→ What the task requires:
From the material beneath, pull every line with the word "world".

→ Listed records:
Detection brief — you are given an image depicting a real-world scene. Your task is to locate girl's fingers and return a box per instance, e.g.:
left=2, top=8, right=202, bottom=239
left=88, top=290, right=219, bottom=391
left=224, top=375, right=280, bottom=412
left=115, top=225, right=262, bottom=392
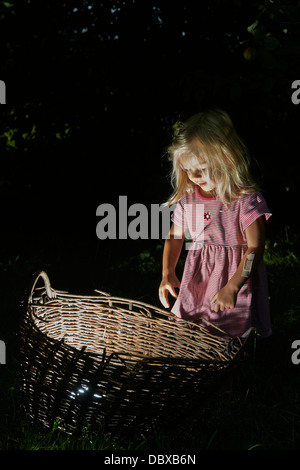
left=166, top=284, right=178, bottom=299
left=159, top=283, right=179, bottom=309
left=211, top=294, right=221, bottom=312
left=159, top=286, right=171, bottom=308
left=160, top=296, right=169, bottom=309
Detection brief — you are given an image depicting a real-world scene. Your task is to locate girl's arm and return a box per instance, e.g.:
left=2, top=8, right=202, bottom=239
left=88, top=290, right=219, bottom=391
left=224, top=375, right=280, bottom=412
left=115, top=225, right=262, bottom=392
left=211, top=216, right=266, bottom=312
left=159, top=222, right=185, bottom=308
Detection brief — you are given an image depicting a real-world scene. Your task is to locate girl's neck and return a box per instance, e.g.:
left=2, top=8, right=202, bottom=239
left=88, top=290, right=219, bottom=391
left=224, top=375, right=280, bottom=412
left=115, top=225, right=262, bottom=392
left=195, top=185, right=217, bottom=200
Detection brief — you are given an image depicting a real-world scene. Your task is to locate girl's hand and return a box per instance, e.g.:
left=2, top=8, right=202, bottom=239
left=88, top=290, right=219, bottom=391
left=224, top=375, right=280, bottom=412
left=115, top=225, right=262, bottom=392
left=159, top=274, right=181, bottom=309
left=211, top=284, right=238, bottom=313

→ Problem solution:
Detection brief — you are given an image depicting a real-world scene. Your task is to locate girl's fingers and return a box per instance, e.g.:
Detection brief — you are given an image depicting a real-world scene. Your task is to locate girl's arm and return a box per instance, e.g.:
Detection brief — you are given an image depicting a real-world scene. Your task is to locate girl's neck and return a box per instance, e.g.:
Detection brief — you are given an image depicting a real-world scene. Your task is to locate girl's hand and return a box per instance, e.g.:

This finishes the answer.